WHAT TO WORK ON:
A. Name every person, farm, and climate pattern mentioned in the farm heat text, listing each one once.
B. Carry on the farm heat text from its last line.

By Casey Holland, Red Tractor Farm

Heat. Some of the most intense heat you’ve ever felt. 100 degrees and climbing; sweat dripping out of every pore. In mid-July, I looked at the weather report and realized it would be 100+ all week. The heat had already lasted a month The fields didn’t look much better than the heat felt. The plants were clearly stressed despite all the water they were getting. Nothing does well in that kind of heat.

It is moments like these that I remember that I’m farming in the middle of a desert; that many of these blooms are unnatural and this green unsustainable. Last year was the warmest year on record; this year looks like it’s going to be even warmer. And this year we don’t even have El Nino to depend on.

By July, I am facing so many struggles due to the heat that I am just trying to make the best of it and ride it out. This season has been so intense that I am already spending a lot of time thinking through what I plan to do differently next year. What crops are doing best in this severe heat? Which pests have become even worse as this heat is beating down on us? The brutal reality of living in a desert during one of the biggest shifts in our global climate, is one of the biggest barriers facing the farm.

Tomatoes at Red Tractor Farm. This photo and the portrait of Casey were taken by Eva Verbeeck.

Tomatoes at Red Tractor Farm. This photo and the portrait of Casey were taken by Eva Verbeeck.

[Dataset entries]

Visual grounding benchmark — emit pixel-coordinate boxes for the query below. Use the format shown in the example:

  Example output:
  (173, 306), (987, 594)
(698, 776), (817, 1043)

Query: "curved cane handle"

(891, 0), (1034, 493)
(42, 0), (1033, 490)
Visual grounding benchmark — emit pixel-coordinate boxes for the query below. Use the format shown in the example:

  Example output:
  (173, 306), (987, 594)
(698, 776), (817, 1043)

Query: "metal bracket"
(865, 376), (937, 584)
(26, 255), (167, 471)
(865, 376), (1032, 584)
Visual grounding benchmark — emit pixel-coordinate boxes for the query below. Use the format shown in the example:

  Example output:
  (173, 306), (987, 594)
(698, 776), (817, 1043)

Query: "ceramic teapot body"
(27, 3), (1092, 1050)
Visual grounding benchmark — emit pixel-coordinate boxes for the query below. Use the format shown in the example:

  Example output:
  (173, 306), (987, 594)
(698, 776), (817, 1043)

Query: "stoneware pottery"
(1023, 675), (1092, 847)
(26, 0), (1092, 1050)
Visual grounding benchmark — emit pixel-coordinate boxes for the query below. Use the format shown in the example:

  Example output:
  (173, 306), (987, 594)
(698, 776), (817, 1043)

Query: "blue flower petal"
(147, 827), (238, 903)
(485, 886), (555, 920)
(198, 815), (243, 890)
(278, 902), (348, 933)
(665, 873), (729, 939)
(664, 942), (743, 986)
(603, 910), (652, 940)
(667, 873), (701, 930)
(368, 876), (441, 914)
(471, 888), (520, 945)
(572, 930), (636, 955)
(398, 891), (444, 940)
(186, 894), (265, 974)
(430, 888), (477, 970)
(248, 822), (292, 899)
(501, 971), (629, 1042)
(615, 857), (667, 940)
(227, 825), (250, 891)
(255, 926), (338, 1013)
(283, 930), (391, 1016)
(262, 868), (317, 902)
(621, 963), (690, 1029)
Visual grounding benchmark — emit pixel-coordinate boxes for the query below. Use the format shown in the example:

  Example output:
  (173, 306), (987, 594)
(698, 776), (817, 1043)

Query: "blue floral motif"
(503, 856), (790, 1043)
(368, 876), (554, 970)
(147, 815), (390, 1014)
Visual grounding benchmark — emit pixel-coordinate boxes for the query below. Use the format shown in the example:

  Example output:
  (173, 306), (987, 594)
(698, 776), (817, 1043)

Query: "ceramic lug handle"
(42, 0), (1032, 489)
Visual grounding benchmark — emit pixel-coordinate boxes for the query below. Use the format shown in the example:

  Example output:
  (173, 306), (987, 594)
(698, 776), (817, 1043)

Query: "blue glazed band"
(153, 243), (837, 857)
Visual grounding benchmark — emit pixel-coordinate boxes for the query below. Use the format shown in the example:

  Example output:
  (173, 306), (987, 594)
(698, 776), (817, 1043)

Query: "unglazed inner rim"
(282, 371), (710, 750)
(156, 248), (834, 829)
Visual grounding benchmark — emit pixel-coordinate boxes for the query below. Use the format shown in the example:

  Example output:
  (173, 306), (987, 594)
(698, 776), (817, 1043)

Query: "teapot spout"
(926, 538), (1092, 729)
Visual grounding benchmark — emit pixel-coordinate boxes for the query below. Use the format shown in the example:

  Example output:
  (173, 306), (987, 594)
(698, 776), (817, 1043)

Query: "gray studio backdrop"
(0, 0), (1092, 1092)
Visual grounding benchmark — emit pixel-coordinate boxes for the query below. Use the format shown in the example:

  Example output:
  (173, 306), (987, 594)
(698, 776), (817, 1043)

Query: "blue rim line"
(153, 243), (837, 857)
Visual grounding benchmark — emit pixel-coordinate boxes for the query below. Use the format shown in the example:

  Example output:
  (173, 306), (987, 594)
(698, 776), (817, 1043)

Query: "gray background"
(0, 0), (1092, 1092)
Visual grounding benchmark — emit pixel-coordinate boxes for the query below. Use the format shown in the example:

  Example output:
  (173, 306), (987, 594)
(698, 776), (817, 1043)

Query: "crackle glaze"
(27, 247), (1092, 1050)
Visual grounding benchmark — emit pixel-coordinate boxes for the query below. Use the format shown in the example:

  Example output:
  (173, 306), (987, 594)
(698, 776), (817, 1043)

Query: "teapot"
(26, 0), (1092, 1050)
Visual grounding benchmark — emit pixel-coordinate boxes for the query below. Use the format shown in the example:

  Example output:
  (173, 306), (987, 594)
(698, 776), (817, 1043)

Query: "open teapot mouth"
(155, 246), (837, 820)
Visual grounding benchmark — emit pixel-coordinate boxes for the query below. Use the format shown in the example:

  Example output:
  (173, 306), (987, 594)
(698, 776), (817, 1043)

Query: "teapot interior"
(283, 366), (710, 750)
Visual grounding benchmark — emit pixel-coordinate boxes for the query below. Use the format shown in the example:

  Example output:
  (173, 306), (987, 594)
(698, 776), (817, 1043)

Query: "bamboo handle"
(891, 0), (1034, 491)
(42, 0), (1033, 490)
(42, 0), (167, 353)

THE REPLIES:
A. Casey Holland, Red Tractor Farm, El Nino, Eva Verbeeck

B.
It’s a reality that is difficult to face, but year after year, as the heat becomes more intense and the rain becomes more scarce, I have to come to terms with what this new reality truly means for the farm’s future. All of us, myself included, enjoy a rather luxurious bounty that is not at all in line with what our local environment is suited for. Tomatoes are a tropical fruit, for instance, and definitely not at all adapted to the arid region I find myself struggling to grow them in, season after season. For now, it is worth it. We have the water. A question that haunts me though is – when will it cease to be worth it, and what will I do when it isn’t? What will that mean for those of us who have grown accustomed to the bountiful, year-round availability of every type of food that the global food system has created? How will we survive? (more…)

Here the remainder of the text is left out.